» Supplied information:
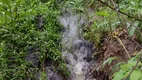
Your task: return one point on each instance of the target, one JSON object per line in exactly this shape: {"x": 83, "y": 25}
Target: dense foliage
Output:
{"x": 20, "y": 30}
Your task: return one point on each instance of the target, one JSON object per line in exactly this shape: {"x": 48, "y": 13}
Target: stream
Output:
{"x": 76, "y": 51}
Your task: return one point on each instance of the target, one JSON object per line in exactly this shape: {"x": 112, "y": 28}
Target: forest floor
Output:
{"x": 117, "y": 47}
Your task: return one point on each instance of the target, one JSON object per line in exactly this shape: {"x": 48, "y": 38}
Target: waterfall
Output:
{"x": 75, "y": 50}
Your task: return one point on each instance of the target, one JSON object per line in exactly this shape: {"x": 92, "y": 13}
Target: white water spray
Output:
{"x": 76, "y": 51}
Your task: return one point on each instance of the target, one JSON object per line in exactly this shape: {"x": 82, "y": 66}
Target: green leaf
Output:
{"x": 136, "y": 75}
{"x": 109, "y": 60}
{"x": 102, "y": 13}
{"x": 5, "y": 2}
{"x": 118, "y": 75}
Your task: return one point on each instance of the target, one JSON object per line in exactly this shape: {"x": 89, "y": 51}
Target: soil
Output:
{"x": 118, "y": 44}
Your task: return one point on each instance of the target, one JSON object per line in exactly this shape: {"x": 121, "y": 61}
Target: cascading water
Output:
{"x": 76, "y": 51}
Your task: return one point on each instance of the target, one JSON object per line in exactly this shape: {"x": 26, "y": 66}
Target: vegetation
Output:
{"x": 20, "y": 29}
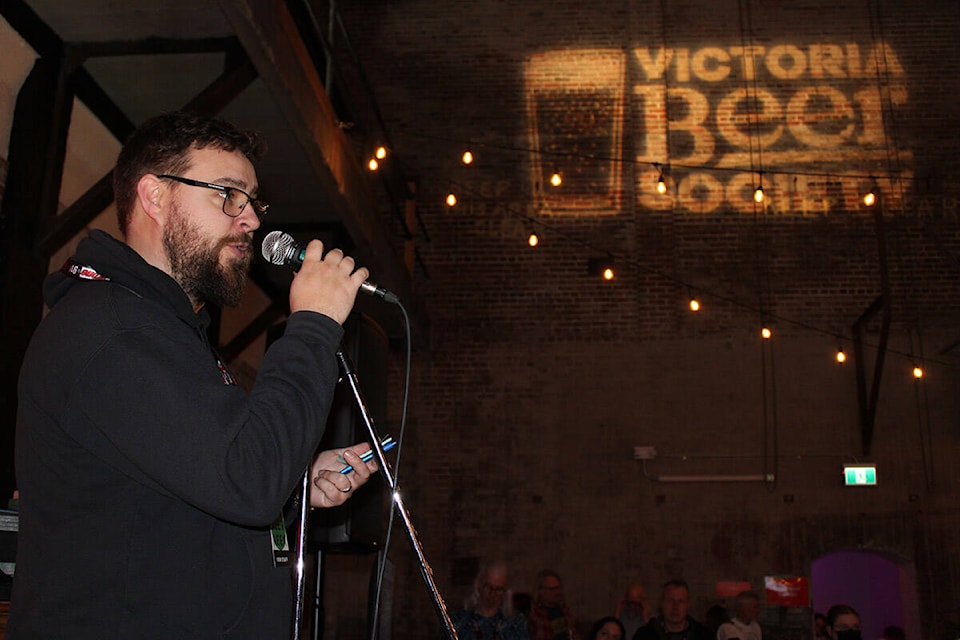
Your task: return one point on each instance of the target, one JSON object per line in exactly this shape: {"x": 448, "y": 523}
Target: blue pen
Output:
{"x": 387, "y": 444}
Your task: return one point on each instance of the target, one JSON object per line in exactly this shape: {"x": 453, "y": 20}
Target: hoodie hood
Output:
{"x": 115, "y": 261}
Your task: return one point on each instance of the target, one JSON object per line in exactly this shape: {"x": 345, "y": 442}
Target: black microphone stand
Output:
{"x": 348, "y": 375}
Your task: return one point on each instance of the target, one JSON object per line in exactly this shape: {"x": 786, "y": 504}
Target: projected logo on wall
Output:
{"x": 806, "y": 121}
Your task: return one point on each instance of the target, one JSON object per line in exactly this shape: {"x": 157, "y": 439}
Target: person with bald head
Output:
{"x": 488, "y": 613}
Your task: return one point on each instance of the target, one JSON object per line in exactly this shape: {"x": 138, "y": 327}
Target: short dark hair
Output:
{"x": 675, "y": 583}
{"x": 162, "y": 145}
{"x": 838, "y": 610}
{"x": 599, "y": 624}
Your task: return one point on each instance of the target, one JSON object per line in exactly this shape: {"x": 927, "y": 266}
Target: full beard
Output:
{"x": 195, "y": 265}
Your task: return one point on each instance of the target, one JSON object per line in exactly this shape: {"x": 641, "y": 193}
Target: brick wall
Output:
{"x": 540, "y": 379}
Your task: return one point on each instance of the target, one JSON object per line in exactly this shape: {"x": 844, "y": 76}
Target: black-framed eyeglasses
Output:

» Stated exercise: Count the lines in the items above that contain the string "wall", matching case exactly, and reply with the number alone.

» In response: 2